### [Entries provided]

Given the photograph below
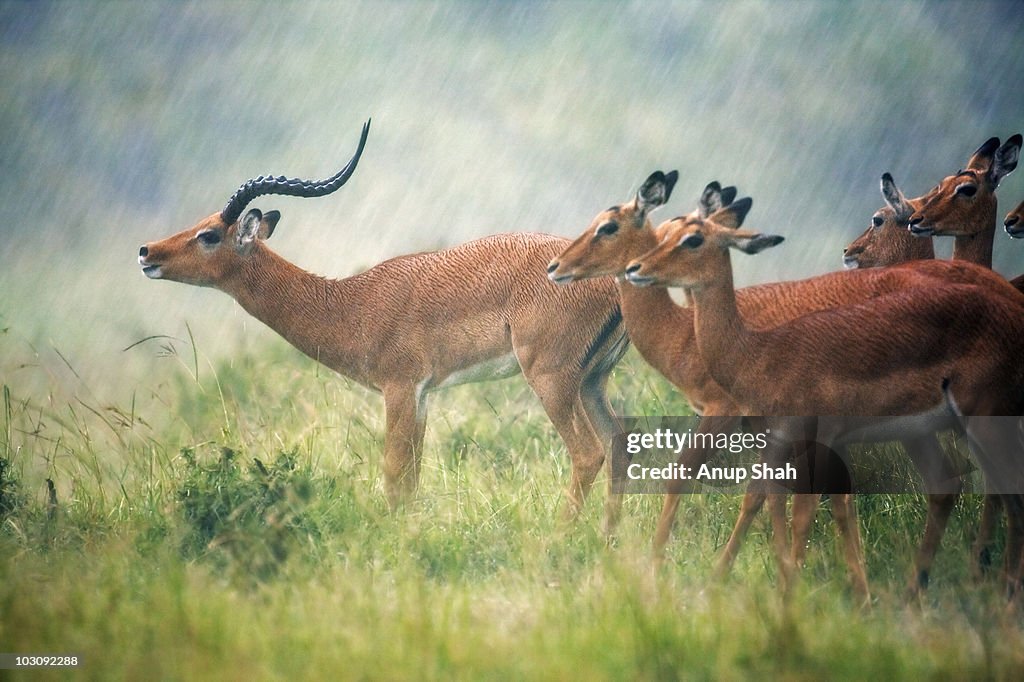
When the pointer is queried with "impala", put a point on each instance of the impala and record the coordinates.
(417, 324)
(888, 355)
(665, 336)
(887, 241)
(965, 206)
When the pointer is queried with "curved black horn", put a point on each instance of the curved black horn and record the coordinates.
(265, 184)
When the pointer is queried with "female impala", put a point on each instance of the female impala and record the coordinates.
(664, 334)
(885, 355)
(887, 241)
(964, 206)
(416, 324)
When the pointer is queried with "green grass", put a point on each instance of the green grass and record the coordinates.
(172, 553)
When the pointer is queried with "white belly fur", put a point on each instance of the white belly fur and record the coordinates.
(496, 368)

### [What you have to do]
Copy every line above again, requests included, and add 65 to each number in the answer coordinates. Omit the pictures.

### [Answer to the exercise]
Given the photograph below
When the pointer is queried with "impala", put a point on each instance of the impala and record the coordinates.
(482, 389)
(953, 420)
(730, 401)
(952, 306)
(1030, 271)
When the pointer is queried with "curved black horn", put a point on each instance of the curved black horn and record the coordinates.
(330, 249)
When the pointer is queried with "female impala", put a point on each instance of the female impala and record the coordinates.
(729, 399)
(950, 420)
(952, 306)
(1029, 271)
(481, 389)
When the pointer is queried with "green grass", put a point on each instance of the green grass and record the coordinates.
(237, 618)
When the pointer is queried with "white belly fur", put a point on each instance of the white belly fur and record the coordinates.
(561, 433)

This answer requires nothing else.